• WHAT IS BEING ASKED:
Extract every line that contains the word "inflatable", treating case as significant.

:: RECORDS SHOWN

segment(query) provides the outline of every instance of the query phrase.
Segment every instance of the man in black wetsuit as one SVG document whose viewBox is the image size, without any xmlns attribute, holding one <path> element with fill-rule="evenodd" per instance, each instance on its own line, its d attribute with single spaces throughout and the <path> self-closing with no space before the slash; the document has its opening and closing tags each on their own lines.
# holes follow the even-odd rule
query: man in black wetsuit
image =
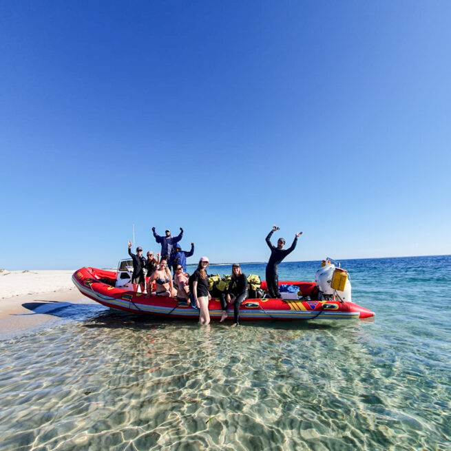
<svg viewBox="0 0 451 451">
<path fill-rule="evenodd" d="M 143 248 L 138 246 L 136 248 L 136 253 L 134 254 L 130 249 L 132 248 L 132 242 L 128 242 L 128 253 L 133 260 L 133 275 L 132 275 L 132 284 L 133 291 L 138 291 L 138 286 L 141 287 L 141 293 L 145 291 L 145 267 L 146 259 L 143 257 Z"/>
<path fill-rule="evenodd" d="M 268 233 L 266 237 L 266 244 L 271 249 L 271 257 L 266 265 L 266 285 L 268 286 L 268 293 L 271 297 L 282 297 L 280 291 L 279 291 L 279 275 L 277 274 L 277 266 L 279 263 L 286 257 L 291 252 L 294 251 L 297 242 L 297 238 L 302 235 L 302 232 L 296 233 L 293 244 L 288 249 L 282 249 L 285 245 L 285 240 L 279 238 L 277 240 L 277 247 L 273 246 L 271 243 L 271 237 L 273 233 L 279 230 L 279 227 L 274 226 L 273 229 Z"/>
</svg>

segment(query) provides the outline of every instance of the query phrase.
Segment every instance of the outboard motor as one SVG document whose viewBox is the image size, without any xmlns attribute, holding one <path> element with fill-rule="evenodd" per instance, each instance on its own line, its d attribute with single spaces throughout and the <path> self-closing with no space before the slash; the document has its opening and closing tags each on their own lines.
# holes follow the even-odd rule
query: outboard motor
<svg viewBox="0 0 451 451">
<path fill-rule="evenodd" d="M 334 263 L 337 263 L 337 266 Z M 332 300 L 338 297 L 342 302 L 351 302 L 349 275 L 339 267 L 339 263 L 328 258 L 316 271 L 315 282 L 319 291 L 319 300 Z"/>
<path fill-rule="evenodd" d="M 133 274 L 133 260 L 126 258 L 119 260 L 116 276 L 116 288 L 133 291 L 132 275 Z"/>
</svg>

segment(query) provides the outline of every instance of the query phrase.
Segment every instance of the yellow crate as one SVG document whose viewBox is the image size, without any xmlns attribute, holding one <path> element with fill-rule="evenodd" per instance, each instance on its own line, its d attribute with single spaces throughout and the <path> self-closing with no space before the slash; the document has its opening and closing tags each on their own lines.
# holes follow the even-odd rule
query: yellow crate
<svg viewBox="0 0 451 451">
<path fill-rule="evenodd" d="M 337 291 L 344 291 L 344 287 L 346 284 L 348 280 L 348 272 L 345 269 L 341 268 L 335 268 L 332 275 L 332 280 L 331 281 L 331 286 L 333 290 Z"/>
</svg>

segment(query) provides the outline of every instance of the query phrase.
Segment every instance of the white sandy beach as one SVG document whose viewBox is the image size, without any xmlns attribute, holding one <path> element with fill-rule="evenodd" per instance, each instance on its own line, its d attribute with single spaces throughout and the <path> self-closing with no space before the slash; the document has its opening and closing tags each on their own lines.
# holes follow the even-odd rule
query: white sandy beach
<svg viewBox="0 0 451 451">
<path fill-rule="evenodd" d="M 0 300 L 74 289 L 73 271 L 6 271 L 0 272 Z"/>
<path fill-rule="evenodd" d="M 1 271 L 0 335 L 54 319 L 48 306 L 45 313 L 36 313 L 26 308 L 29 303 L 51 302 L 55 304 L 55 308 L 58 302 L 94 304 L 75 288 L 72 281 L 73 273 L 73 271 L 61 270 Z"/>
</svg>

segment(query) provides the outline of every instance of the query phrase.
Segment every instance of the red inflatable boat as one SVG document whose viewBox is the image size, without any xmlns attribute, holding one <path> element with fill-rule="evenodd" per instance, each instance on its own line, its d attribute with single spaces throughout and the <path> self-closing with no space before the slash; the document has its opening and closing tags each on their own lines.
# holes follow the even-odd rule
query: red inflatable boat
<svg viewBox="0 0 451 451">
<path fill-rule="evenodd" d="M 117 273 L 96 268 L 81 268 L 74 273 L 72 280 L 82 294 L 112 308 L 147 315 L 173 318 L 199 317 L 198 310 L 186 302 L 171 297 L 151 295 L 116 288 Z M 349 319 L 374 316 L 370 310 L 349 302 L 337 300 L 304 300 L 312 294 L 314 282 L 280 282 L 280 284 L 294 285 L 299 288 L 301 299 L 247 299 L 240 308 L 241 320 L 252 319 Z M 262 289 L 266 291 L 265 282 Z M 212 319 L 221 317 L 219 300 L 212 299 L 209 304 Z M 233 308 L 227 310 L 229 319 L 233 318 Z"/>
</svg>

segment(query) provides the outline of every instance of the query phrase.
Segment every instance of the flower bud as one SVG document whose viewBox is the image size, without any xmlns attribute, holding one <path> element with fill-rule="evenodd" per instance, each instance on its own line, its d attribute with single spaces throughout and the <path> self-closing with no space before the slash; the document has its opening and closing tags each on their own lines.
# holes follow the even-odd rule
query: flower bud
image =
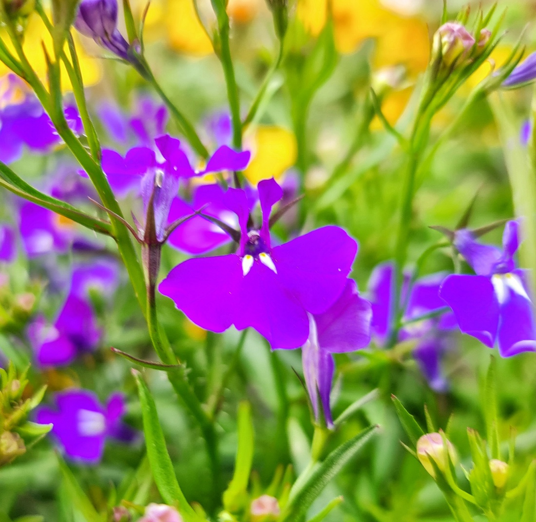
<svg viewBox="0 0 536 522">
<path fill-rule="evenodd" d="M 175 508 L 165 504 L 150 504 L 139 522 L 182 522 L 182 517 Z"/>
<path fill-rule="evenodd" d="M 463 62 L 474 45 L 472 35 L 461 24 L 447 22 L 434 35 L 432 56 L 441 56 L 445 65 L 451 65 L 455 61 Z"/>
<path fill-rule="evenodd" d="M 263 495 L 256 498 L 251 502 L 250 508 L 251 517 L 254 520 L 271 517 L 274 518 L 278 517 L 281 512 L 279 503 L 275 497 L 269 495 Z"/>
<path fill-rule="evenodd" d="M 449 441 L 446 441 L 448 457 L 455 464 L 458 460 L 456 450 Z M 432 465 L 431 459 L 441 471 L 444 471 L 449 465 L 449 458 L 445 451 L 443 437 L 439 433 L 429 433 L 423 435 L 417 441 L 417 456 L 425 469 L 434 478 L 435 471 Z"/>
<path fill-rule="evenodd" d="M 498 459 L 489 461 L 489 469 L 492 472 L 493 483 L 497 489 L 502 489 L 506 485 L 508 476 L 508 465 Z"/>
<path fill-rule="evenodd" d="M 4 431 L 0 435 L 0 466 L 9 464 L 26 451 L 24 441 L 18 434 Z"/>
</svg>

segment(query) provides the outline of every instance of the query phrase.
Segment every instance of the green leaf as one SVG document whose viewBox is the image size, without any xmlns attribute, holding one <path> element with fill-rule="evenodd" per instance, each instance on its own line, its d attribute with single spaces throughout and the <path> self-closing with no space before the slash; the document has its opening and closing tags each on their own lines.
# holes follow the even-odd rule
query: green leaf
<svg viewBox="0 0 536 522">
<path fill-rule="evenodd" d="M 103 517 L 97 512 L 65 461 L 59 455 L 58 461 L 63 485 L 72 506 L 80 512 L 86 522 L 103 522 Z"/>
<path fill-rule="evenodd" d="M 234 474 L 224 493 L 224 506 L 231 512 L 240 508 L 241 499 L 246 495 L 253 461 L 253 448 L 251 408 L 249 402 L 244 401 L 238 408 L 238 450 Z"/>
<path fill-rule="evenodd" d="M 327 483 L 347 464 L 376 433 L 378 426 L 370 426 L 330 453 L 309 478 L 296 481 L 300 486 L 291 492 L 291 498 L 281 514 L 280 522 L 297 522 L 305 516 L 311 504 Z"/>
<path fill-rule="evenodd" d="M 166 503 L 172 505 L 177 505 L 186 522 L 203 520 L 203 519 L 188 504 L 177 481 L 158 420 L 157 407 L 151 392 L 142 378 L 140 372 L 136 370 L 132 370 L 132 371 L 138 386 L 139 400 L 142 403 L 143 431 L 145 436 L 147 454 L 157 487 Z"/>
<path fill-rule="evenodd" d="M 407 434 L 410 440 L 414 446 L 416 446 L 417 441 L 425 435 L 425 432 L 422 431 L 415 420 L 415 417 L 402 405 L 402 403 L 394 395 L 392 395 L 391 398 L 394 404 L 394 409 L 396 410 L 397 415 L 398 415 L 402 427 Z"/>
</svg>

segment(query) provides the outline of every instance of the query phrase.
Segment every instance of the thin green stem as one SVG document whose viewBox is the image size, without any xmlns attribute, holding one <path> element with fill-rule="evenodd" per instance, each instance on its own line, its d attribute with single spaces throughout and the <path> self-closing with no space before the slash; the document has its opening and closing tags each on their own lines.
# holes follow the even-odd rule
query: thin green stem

::::

• ANSWER FOR THIS EXERCISE:
Segment every instance of the red inflatable boat as one SVG document whose viewBox is the image size, without any xmlns attribute, holding one <path> element with fill-rule="evenodd" per instance, each instance on its own line, its d attribute with single spaces throughout and the <path> self-closing with no space before the slash; the document has its opening and closing tags each on their own lines.
query: red inflatable boat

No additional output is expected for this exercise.